§ **Problem statement**
Can you put the lines of the entries below into a Markdown table with the columns "Row" and "Line", starting at the line that contains "Where can the archaeological" and ending at the line that contains "<point>872,261</point>"? Number each row, skip blank lines, and include nothing outside that span.

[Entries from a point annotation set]

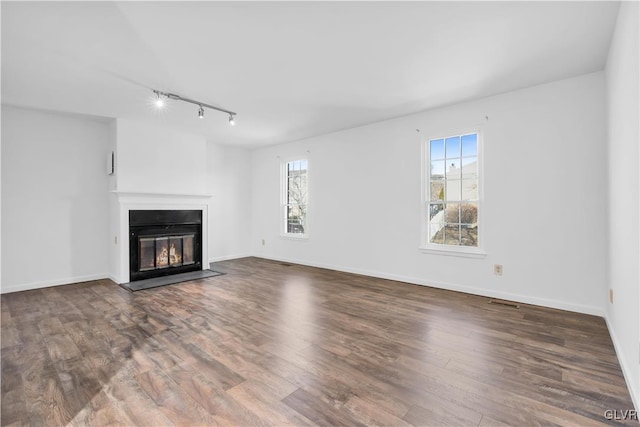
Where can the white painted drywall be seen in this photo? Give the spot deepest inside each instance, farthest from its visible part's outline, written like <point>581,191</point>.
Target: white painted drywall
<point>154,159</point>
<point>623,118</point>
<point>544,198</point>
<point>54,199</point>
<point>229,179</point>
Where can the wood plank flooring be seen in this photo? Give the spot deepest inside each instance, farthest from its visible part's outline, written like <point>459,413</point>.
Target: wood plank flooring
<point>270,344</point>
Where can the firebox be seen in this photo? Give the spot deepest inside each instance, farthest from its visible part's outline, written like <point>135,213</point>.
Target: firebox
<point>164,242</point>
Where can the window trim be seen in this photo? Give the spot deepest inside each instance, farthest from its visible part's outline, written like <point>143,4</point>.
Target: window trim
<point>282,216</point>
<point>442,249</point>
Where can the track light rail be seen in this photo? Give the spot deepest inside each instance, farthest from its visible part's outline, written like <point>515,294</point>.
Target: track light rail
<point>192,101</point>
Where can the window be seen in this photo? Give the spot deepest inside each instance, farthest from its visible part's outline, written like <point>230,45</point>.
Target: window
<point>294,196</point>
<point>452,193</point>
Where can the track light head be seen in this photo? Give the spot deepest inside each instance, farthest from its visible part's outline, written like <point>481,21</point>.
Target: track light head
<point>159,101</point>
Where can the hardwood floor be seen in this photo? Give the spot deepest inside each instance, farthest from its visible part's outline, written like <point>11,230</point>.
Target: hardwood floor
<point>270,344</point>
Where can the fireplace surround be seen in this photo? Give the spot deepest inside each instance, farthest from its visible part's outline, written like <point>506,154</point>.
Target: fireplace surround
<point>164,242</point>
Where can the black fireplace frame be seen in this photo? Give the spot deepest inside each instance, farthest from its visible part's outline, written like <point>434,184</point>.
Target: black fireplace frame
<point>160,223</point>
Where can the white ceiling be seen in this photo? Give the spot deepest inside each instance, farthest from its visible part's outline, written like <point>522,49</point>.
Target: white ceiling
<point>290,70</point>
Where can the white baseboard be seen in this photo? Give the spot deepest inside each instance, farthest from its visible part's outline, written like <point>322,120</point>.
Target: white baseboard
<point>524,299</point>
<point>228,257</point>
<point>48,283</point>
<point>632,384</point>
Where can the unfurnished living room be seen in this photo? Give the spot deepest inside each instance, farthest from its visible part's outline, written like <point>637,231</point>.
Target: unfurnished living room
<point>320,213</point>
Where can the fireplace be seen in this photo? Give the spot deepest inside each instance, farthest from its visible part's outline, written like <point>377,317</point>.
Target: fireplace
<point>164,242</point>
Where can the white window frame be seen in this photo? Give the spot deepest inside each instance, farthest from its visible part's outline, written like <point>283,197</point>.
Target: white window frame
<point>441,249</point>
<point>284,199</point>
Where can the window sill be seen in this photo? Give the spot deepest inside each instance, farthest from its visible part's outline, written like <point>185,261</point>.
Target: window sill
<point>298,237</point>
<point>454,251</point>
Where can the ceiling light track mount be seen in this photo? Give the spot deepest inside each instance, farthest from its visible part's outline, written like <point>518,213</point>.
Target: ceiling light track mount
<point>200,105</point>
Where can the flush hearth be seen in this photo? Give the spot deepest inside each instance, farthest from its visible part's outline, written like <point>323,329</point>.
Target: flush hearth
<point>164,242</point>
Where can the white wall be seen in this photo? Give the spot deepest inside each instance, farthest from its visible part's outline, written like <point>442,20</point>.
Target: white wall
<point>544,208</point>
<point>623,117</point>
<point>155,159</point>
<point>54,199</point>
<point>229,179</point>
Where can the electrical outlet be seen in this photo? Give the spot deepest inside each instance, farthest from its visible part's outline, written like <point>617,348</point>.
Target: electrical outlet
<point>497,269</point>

--

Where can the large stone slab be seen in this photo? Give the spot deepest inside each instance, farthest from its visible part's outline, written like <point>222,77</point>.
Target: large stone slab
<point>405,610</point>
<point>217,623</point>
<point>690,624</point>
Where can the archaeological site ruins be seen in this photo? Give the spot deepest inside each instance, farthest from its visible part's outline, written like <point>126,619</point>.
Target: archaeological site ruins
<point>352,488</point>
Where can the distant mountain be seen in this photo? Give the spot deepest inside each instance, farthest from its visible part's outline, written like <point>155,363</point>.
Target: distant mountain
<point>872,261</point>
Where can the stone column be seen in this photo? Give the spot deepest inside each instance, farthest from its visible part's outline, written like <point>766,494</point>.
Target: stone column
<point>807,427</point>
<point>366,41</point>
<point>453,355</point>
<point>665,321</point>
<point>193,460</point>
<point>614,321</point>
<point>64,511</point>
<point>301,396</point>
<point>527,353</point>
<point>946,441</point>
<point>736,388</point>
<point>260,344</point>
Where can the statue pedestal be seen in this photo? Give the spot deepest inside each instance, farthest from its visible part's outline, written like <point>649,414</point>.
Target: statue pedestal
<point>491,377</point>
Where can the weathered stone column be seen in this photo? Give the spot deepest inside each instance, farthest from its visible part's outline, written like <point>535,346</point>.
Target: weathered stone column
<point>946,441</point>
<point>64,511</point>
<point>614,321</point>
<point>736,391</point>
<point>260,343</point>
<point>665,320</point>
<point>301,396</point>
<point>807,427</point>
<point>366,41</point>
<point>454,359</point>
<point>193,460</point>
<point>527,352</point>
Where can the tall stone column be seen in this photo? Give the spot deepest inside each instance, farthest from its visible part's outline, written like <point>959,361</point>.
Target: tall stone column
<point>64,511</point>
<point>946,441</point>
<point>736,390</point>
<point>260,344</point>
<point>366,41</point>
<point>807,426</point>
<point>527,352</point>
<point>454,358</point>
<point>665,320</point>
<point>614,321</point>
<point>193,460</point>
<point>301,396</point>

§ **Written answer**
| Row | Line |
|---|---|
| 1 | Where can the archaeological site ruins be seen in this photo? Give the spot deepest inside each instance, farthest from its visible part's outline, written like <point>126,619</point>. |
| 2 | Target: archaeological site ruins |
| 3 | <point>352,488</point> |
| 4 | Where can the distant mountain be seen in this photo? Give the spot deepest inside each instance, farthest from its visible part's outline, written like <point>155,363</point>. |
| 5 | Target: distant mountain |
| 6 | <point>872,261</point> |